Données collectées:
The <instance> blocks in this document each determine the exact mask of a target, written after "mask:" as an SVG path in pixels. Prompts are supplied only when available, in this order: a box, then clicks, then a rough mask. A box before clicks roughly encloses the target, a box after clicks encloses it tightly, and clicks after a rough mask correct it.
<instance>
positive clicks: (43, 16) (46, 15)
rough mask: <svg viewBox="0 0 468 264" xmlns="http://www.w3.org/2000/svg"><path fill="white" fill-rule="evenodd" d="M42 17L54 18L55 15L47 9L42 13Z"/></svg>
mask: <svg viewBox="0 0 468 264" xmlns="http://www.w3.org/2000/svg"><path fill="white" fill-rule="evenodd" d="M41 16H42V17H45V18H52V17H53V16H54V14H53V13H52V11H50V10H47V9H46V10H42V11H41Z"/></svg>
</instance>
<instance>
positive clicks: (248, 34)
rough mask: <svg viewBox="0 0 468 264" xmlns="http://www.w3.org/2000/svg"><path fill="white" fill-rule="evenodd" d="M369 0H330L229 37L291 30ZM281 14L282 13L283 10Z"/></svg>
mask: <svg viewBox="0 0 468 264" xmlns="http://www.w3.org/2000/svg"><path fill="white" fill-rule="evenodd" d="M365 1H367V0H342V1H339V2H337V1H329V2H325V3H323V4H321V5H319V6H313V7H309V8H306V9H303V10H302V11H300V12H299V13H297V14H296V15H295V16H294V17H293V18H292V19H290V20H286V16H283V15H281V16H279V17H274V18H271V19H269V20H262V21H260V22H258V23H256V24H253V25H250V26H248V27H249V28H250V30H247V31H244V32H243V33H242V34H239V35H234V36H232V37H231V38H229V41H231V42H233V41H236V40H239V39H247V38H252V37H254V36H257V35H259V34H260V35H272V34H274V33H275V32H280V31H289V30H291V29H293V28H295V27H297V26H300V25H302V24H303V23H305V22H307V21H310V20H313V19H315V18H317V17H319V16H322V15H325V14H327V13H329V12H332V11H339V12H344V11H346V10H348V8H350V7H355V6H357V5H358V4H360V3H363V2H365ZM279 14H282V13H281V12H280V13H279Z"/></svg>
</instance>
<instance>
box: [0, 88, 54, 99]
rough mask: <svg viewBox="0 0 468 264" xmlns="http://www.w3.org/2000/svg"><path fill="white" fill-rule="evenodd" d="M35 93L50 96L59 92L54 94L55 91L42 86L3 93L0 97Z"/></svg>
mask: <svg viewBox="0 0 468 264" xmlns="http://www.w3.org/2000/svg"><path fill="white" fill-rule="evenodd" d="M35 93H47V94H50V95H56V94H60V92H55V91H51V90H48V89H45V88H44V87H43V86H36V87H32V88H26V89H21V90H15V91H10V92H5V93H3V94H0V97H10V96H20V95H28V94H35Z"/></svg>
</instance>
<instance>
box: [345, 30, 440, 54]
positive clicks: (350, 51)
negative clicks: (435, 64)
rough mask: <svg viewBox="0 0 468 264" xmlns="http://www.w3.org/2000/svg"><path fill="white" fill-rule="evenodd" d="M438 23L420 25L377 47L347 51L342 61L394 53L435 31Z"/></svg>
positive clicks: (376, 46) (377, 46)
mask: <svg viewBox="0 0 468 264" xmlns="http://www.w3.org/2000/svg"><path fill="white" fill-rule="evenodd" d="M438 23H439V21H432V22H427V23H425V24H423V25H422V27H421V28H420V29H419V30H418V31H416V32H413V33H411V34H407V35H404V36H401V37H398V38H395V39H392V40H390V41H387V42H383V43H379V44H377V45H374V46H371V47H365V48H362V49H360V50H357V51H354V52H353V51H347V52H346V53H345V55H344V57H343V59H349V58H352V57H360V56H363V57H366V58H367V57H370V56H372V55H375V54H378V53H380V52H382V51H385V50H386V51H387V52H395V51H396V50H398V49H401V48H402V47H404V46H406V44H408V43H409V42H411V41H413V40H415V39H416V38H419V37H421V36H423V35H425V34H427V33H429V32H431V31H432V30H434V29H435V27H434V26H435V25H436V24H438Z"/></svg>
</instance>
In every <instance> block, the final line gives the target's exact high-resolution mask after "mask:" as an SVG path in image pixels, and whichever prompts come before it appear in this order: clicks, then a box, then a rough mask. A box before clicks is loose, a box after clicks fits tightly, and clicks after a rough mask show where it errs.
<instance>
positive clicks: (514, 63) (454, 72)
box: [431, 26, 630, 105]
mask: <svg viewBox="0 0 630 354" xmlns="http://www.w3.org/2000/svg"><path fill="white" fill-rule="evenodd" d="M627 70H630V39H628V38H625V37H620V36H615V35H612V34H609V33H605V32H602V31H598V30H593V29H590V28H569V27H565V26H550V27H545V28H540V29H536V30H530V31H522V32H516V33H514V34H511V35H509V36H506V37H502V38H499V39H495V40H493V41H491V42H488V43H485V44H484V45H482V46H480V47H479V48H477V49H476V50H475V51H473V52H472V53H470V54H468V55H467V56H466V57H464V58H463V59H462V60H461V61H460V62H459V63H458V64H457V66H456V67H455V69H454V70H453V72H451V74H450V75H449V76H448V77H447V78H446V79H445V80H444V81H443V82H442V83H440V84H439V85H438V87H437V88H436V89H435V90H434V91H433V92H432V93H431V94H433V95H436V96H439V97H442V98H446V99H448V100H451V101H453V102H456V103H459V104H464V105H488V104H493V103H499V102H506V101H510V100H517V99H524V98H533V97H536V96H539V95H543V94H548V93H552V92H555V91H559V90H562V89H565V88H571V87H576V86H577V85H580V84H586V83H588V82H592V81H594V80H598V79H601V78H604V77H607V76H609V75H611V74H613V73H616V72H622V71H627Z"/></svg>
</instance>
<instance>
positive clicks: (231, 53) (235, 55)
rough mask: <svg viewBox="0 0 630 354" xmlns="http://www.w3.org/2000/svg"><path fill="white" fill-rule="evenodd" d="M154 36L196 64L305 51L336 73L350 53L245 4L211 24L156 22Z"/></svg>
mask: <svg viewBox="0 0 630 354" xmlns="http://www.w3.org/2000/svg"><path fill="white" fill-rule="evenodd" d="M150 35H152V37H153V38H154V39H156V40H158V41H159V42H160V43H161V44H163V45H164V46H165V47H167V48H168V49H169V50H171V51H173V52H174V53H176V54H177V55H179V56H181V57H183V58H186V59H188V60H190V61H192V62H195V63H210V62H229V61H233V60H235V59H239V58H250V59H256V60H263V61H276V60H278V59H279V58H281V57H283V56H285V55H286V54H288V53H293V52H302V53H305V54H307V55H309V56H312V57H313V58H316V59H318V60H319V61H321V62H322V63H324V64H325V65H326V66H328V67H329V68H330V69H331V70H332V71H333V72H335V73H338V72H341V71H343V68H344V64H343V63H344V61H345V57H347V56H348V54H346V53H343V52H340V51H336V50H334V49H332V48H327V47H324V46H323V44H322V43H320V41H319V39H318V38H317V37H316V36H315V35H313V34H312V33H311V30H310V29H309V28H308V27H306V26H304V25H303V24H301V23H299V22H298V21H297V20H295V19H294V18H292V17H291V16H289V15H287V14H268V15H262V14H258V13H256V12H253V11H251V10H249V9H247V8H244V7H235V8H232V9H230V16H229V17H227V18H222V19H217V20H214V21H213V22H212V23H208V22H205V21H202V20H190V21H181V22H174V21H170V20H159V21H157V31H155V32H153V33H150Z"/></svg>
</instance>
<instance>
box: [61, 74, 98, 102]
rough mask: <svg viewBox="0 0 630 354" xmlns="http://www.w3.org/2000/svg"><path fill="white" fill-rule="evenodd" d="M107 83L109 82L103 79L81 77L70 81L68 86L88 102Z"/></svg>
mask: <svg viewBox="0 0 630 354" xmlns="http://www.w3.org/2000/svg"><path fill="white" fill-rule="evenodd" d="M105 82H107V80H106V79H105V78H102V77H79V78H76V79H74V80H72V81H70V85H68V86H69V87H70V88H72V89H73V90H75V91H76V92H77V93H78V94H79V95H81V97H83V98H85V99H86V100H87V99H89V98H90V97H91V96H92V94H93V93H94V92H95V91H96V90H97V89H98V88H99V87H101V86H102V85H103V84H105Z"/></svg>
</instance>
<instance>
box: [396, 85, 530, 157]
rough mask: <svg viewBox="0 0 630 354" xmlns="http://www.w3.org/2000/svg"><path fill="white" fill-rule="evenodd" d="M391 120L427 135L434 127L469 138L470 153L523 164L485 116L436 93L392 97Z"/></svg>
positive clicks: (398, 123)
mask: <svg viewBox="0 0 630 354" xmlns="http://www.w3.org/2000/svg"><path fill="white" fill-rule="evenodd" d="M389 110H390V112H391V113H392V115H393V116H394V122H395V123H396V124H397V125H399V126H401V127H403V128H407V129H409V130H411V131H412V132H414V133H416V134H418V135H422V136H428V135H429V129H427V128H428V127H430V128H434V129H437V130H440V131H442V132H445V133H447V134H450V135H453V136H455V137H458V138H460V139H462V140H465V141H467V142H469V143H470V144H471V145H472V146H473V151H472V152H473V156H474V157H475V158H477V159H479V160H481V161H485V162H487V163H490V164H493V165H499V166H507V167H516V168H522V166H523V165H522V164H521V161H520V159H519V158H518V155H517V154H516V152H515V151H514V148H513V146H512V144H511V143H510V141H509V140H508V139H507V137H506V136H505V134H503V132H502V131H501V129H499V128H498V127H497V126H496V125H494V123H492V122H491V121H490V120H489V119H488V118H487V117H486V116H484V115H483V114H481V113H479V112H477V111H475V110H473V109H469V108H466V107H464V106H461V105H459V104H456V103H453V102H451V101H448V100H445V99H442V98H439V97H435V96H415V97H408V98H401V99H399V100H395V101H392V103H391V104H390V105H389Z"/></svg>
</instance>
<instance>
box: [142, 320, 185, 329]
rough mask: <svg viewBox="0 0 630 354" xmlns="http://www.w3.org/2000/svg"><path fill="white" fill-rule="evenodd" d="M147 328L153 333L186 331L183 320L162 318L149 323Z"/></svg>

Marche à suivre →
Relevez chaque ligne des données où figure le mot "then".

Résultat obtenu →
The <instance> blocks in this document each determine the exact mask of a target, written after "mask:" as an SVG path in pixels. Prompts are supplied only when available, in this order: a box, then clicks, then a rough mask. A box before clicks roughly encloses the target, a box after clicks encloses it tightly, and clicks after a rough mask correct it.
In every <instance> block, the final line gives the target's exact high-resolution mask after "mask:" as an SVG path in image pixels, and whichever prompts come before it appear in this order: clicks, then a box, then a rough mask. A box before clicks is loose, a box after clicks fits tightly, and clicks after a rough mask show where it errs.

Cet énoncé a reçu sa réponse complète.